> [What is expected]
Line by line, check the data for the string "then" and state how many lines have it, nothing more.

-- Data records follows --

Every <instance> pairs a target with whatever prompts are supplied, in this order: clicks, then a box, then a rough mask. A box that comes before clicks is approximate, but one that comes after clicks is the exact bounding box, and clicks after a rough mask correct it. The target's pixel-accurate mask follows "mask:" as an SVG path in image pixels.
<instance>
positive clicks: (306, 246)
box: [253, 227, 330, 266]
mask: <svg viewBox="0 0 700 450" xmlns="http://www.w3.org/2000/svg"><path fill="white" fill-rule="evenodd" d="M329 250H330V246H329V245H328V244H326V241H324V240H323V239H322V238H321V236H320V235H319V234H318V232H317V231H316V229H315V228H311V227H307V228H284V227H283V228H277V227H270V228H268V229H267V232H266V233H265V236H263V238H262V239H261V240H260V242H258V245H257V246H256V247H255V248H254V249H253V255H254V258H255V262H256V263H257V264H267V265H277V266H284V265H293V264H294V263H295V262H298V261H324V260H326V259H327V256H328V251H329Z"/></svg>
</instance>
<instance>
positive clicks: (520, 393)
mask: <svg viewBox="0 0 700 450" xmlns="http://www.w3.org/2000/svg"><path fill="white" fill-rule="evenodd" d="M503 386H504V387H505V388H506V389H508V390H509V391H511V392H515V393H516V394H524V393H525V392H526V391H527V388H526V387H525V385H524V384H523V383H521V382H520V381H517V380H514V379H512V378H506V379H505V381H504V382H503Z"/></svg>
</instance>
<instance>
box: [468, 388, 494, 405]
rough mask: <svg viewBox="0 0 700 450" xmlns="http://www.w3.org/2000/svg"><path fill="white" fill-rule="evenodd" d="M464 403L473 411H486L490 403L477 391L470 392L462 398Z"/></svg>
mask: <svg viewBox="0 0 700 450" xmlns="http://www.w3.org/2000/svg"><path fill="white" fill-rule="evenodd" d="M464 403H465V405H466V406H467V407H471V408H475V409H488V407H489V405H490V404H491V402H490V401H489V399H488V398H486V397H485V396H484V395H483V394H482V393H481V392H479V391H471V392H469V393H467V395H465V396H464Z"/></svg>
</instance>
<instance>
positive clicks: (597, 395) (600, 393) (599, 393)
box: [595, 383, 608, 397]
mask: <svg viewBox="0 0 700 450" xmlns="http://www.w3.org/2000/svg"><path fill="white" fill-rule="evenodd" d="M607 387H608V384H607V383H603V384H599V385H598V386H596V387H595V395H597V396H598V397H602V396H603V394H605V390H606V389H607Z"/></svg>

-- Data records concluded --
-- Data records follows --

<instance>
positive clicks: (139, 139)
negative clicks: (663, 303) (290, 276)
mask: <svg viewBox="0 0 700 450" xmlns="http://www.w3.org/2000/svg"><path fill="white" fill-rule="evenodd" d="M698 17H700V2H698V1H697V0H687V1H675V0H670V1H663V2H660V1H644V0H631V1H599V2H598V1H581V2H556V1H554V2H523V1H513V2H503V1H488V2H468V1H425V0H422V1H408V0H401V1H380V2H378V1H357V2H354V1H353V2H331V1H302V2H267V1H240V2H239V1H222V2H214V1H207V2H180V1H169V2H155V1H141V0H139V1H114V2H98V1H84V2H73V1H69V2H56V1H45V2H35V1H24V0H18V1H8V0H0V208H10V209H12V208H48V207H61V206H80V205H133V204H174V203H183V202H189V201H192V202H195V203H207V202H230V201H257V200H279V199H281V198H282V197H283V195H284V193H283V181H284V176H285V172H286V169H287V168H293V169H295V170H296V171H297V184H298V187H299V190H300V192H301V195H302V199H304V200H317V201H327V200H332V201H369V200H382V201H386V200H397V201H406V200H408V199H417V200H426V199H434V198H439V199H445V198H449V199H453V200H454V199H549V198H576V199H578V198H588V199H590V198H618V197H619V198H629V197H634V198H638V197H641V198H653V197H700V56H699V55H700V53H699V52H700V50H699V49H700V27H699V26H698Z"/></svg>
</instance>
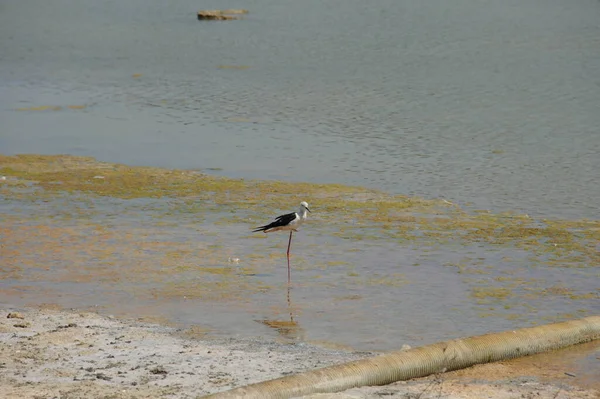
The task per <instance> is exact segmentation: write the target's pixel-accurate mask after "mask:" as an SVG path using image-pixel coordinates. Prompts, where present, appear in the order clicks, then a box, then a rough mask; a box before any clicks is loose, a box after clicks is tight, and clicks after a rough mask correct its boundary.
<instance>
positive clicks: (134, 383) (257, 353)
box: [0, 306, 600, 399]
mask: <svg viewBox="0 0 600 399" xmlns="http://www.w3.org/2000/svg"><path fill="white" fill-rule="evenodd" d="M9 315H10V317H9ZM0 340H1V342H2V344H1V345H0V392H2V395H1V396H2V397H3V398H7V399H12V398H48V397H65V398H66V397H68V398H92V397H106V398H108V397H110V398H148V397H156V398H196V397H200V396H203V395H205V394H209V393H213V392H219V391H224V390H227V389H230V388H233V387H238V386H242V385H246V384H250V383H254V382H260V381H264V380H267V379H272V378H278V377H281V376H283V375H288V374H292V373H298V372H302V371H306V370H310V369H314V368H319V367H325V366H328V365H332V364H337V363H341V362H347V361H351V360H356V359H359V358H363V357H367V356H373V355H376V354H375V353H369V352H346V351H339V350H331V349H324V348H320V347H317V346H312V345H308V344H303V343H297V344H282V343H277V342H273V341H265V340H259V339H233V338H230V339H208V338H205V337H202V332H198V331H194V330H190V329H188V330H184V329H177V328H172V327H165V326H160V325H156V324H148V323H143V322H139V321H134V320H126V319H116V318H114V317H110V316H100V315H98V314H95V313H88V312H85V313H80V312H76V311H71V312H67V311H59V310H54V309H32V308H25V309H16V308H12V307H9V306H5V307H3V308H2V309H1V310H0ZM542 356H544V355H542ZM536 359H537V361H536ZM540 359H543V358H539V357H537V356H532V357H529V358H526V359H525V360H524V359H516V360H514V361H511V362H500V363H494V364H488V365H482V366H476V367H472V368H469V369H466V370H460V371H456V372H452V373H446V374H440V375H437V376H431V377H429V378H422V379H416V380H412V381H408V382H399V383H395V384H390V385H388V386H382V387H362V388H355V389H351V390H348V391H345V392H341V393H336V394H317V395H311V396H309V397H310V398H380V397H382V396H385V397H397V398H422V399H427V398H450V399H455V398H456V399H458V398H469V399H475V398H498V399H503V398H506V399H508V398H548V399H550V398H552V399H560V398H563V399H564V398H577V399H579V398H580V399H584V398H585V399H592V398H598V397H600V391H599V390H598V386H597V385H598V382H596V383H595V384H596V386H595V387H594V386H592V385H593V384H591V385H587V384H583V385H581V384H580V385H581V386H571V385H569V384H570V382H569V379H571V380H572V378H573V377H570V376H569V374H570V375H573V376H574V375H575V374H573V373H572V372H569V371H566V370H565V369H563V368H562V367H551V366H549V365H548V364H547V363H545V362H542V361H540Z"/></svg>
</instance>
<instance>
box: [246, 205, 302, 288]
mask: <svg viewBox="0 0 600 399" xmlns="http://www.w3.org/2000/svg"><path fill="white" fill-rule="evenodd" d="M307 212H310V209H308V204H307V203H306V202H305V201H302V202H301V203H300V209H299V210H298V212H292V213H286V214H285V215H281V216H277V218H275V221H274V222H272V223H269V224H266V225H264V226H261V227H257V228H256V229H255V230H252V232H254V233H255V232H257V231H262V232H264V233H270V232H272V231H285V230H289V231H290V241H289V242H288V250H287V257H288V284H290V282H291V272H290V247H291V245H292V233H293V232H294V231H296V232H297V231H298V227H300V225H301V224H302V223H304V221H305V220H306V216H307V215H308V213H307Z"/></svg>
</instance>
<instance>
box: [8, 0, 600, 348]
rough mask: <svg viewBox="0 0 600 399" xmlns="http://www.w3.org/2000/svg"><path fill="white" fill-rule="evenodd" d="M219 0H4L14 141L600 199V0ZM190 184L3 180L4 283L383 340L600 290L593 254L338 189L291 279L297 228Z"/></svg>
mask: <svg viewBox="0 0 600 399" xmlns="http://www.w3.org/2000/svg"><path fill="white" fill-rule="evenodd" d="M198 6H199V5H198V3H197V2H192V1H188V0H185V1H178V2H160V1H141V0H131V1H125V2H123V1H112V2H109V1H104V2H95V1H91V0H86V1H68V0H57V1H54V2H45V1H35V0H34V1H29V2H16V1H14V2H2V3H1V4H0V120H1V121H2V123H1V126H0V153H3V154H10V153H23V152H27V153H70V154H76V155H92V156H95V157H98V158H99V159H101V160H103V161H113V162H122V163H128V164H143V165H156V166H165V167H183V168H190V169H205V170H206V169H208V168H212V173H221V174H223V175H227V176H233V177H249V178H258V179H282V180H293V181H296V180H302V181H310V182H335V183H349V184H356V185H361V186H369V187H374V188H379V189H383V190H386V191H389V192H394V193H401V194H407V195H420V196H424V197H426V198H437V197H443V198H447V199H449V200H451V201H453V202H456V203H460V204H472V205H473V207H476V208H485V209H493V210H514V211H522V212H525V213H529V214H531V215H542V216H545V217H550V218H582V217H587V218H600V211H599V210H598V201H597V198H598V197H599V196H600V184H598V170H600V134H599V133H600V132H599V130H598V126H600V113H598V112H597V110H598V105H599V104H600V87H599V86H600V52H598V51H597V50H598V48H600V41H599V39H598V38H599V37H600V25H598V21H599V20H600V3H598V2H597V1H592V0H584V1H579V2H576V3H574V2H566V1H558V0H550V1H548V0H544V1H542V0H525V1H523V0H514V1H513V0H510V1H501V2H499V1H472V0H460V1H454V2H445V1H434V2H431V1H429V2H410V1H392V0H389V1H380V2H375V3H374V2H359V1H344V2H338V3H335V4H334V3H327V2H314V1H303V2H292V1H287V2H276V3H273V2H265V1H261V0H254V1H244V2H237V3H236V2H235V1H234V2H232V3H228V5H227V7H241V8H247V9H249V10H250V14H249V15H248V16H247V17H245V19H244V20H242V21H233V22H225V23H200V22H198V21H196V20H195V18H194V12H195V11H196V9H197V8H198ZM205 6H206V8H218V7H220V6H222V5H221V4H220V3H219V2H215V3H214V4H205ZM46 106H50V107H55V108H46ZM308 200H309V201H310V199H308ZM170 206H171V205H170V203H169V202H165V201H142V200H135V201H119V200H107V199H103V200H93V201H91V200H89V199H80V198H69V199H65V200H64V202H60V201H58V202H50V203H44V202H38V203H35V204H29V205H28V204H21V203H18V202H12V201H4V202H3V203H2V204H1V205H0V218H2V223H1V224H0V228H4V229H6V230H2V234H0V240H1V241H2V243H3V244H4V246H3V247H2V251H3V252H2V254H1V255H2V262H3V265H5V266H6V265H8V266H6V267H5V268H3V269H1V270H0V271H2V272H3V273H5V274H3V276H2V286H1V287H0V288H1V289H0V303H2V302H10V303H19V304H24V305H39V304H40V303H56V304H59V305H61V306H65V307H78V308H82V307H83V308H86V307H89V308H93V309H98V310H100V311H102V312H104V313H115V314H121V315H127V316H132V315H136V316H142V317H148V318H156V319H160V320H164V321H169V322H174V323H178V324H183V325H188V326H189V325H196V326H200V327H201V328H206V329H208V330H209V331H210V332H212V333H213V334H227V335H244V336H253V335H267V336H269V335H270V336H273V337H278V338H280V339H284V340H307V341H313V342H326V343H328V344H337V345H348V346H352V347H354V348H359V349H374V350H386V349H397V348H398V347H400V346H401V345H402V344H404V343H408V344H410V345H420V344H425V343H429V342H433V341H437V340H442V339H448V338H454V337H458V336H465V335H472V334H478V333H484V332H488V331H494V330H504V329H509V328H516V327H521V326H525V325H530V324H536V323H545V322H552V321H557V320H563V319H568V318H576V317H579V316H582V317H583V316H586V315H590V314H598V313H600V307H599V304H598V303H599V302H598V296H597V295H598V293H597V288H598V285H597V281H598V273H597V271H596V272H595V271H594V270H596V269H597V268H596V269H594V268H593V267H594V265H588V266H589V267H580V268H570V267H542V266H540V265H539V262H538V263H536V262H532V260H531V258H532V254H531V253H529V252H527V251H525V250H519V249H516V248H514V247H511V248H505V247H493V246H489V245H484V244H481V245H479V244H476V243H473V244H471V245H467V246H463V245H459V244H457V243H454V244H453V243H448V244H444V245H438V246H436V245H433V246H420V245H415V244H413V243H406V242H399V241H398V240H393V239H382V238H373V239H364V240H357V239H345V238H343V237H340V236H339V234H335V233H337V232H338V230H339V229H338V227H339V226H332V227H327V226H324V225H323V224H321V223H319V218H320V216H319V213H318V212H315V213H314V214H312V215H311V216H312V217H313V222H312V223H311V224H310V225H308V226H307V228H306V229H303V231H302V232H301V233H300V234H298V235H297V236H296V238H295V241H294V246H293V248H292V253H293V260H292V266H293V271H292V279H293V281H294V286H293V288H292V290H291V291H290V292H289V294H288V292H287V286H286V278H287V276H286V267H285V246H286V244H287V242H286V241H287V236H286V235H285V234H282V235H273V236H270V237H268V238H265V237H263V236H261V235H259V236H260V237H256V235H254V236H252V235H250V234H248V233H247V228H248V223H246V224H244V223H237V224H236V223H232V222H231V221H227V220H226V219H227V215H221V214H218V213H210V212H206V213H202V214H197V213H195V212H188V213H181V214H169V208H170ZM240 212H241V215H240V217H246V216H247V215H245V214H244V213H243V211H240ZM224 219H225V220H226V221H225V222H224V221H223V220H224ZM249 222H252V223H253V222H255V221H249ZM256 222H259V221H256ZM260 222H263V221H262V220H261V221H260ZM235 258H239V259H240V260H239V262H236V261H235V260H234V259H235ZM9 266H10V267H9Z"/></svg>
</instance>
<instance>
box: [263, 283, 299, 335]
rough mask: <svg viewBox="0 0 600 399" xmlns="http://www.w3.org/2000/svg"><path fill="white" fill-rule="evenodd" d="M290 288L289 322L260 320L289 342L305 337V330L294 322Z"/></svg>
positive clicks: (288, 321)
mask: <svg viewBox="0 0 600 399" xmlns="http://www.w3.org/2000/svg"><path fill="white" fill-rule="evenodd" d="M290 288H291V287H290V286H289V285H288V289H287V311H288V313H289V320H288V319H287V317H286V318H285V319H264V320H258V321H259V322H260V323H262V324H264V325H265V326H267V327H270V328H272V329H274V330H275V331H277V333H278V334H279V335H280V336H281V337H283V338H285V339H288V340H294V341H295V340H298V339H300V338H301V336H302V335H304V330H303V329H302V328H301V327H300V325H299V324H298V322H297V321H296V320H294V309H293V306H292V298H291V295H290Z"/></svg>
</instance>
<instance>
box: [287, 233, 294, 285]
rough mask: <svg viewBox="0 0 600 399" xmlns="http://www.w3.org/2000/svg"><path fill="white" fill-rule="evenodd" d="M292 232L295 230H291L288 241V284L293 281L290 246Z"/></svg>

-- Data records concluded --
-- Data records follows --

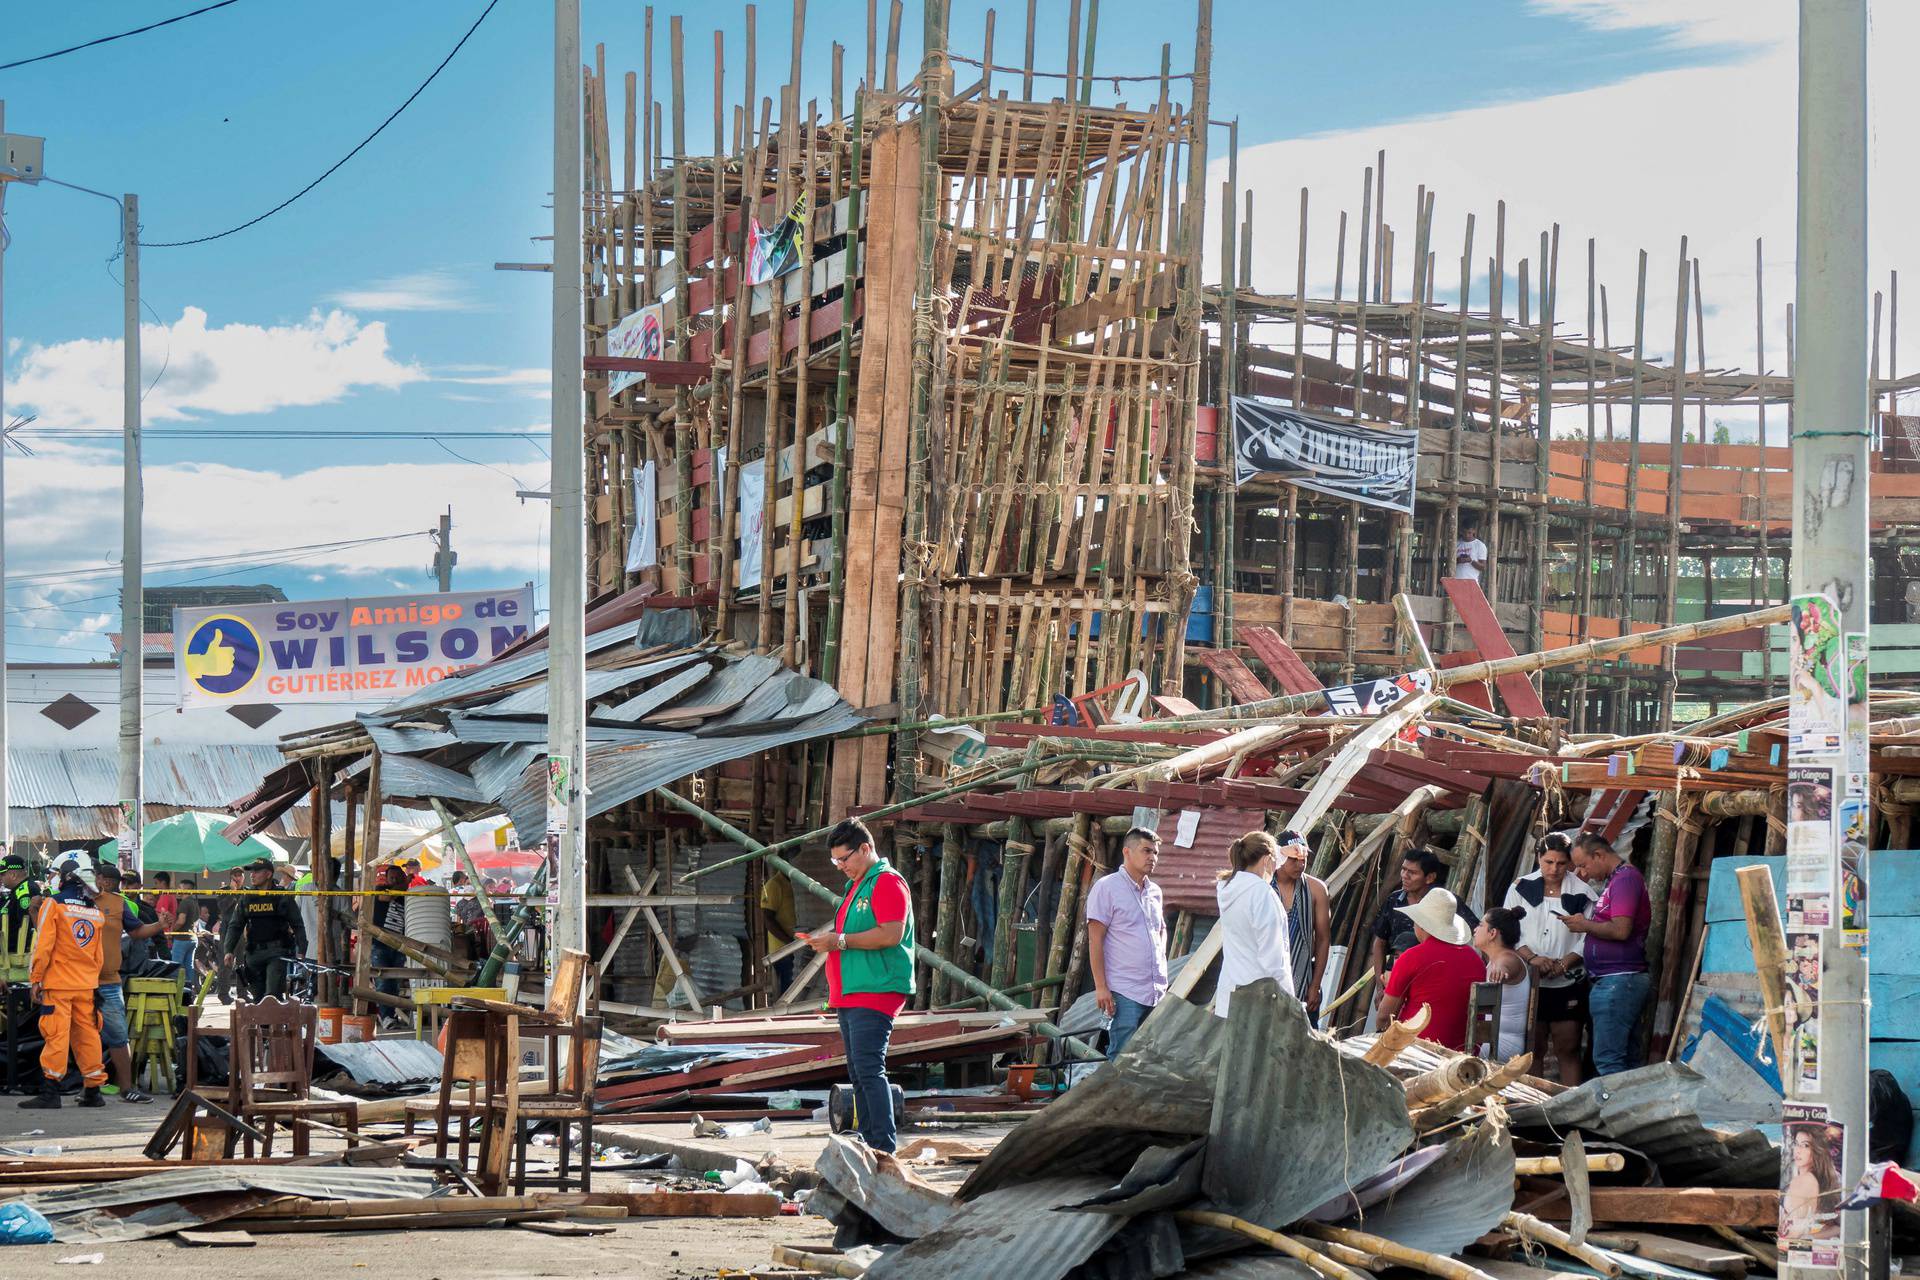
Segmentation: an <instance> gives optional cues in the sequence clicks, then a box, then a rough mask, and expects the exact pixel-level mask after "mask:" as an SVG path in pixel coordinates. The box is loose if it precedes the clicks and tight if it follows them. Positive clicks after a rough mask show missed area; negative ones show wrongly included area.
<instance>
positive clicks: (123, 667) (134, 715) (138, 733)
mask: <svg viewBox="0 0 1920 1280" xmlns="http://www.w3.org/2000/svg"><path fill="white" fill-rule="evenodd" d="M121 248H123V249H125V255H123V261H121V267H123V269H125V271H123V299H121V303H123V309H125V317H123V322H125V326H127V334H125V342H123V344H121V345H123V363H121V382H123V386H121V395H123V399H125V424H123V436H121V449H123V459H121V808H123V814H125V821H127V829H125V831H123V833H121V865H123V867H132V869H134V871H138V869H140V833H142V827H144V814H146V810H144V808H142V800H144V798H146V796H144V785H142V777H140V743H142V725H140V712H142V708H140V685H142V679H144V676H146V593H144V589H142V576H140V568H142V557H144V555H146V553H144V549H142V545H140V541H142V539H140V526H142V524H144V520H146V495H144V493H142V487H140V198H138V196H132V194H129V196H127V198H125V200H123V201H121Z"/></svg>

-- Data records concluded --

> [Answer for this exercise]
3